**Written task:**
Take the line containing "If you could mark the stone ledge" and every line after it in the data below, and print them exactly as given, with nothing else.

** BEGIN Given data **

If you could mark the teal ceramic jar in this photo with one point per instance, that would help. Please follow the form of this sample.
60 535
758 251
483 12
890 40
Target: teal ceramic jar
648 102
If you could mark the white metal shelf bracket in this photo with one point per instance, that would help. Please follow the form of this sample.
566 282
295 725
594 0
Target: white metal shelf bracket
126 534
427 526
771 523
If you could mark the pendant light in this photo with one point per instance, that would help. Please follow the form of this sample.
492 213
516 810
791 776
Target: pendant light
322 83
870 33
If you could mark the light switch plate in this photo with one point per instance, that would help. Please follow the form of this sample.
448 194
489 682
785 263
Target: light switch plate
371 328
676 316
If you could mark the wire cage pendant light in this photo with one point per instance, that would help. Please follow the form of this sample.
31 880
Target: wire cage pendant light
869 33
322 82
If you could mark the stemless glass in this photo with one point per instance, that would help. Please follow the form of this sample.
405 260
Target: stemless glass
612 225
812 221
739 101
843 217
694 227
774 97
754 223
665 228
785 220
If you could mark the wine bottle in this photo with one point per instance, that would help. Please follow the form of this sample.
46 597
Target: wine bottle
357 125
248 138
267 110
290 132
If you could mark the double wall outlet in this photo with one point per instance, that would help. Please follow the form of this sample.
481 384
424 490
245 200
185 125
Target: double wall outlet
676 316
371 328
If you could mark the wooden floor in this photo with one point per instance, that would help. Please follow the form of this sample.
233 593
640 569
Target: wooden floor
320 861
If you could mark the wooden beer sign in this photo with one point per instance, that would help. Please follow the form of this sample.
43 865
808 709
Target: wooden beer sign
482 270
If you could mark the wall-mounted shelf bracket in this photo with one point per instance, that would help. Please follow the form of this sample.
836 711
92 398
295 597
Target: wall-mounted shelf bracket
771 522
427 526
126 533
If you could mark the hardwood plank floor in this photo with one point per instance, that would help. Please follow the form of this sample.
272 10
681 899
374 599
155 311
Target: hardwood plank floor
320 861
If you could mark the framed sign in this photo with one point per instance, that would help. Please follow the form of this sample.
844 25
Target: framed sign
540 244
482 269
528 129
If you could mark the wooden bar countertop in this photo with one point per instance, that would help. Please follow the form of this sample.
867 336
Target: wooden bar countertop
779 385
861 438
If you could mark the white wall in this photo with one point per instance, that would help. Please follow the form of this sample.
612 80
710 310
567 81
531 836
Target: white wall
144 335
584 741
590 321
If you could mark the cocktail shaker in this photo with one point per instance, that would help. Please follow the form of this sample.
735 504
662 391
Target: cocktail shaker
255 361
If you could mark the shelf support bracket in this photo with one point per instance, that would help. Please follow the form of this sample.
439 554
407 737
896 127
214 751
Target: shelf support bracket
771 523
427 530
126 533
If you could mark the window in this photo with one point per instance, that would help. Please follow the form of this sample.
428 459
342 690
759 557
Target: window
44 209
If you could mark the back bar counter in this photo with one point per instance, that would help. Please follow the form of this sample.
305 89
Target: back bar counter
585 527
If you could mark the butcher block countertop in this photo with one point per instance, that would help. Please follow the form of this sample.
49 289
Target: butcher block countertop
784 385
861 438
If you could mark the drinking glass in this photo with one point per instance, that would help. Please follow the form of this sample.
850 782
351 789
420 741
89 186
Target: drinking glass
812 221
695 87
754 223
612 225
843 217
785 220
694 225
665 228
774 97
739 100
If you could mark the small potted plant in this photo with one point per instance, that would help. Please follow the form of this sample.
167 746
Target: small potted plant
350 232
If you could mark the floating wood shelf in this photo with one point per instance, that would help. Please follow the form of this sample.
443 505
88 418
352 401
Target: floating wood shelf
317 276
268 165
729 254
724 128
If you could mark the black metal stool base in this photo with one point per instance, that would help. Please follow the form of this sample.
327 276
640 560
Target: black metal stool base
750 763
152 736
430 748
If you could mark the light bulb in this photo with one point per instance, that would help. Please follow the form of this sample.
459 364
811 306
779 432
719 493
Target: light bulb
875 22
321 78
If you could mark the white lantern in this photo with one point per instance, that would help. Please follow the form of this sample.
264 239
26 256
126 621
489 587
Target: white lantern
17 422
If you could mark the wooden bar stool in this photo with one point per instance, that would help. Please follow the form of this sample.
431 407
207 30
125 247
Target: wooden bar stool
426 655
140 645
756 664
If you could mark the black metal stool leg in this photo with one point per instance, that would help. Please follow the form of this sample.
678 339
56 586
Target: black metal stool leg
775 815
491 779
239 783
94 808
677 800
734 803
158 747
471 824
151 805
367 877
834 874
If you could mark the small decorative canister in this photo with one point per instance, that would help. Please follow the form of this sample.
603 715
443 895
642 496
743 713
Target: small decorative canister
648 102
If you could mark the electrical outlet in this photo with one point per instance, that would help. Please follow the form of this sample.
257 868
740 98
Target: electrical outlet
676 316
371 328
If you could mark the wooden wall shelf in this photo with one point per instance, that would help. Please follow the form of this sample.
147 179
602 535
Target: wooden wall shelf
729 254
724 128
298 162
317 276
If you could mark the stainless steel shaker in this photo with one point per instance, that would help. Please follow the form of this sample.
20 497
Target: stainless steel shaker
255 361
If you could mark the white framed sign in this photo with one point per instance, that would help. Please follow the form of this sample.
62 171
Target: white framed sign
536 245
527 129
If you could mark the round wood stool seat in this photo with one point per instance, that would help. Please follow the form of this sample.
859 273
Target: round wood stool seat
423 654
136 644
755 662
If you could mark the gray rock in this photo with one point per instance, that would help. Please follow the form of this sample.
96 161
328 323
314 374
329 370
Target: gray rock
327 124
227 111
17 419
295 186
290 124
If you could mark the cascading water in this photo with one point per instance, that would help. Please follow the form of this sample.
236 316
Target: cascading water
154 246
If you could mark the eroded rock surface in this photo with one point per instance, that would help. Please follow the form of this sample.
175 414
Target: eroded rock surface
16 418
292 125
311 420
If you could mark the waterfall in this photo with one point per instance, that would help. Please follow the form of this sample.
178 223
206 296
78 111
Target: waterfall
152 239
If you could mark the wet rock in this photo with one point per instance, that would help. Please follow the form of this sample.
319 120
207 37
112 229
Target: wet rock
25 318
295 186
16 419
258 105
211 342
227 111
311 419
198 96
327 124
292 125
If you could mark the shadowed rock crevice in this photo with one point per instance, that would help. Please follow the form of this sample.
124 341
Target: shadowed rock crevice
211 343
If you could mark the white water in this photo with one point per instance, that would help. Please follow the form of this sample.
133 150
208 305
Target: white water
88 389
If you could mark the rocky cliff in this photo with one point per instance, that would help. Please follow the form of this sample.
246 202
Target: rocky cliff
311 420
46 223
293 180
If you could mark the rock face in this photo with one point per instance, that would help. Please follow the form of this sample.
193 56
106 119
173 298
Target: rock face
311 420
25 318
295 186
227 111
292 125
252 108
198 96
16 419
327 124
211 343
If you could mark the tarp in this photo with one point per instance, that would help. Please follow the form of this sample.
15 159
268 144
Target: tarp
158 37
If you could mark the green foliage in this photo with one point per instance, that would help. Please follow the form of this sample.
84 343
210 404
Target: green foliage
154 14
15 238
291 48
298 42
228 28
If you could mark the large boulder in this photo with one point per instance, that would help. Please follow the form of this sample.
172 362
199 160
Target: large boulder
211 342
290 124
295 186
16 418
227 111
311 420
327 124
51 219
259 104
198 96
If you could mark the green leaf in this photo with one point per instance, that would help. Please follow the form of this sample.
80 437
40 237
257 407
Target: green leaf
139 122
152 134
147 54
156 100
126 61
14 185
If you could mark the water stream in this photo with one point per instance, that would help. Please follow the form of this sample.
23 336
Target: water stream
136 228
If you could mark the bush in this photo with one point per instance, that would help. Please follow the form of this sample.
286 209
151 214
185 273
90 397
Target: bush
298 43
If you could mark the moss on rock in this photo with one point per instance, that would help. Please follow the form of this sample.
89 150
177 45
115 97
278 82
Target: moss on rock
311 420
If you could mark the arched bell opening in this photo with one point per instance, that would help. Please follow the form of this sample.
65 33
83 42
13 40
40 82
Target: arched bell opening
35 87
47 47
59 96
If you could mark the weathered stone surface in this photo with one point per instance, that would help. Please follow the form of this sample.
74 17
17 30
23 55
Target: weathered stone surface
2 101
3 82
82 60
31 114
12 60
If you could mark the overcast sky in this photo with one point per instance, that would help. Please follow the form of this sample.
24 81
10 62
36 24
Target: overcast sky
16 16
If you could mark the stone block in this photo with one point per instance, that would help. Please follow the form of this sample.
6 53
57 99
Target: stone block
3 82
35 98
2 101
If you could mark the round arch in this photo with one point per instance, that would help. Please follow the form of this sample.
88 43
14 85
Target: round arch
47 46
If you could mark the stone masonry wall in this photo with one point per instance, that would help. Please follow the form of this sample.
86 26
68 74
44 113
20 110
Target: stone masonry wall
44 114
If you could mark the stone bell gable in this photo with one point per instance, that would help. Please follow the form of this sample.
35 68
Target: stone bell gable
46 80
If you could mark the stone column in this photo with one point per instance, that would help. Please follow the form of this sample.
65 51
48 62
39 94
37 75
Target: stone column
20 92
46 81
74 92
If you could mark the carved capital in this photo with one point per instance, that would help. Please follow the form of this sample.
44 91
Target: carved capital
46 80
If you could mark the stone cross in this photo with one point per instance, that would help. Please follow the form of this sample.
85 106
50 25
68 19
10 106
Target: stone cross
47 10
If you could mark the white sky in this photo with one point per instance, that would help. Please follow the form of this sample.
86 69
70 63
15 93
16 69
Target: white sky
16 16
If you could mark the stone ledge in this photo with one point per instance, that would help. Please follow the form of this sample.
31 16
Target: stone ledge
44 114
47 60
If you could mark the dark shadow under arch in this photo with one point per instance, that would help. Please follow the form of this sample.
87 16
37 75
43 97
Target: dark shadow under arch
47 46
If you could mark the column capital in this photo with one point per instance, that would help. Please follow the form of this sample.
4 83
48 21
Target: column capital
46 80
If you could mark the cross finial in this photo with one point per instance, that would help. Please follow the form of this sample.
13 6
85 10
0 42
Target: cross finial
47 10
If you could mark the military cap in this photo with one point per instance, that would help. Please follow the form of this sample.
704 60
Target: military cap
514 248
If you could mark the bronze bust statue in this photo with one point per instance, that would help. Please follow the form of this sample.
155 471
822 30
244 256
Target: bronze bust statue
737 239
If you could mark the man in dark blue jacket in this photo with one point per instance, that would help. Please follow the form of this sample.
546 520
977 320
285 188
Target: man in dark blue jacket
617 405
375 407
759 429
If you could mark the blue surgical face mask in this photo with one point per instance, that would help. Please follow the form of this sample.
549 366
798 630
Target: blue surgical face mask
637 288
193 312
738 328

** END Given data **

**Task answer:**
If you could mark the stone ledge in this photo with one point per instance, that would help. Please follow the form of this sample.
31 16
Target: stone ledge
44 114
47 60
If you could mark the dark shadow under arch in this photo with one point per instance, that would help. Please follow the form of this sample.
87 16
37 75
43 97
Target: dark shadow under arch
47 46
If you could mark the column capital in this photo with one point per instance, that would help. Please follow the form of this sample.
4 83
48 21
Target: column capital
46 80
If you could mark the cross finial in this photo with one point per instance, that would help. Please follow the form of this sample.
13 6
85 10
0 42
Target: cross finial
47 10
If you could mark the military cap in this photo with one point per instance, that would help. Please follow the form of this sample.
704 60
Target: military cap
514 248
If you could mark the bronze bust statue in this photo with one point per instance, that would help. Please follow the form of this sample.
155 471
822 30
244 256
Target: bronze bust statue
737 239
If you could mark the man in dark blue jacket in this photo with one point per instance, that would help. Please follow the form of this sample.
546 520
977 320
285 188
Target: man in dark blue jacket
617 405
375 407
759 429
If you could mark the blue surgical face mask in this photo with one point per instance, that would help. Please follow the form of this sample.
549 366
798 630
Target: blue surgical face mask
637 288
193 312
738 328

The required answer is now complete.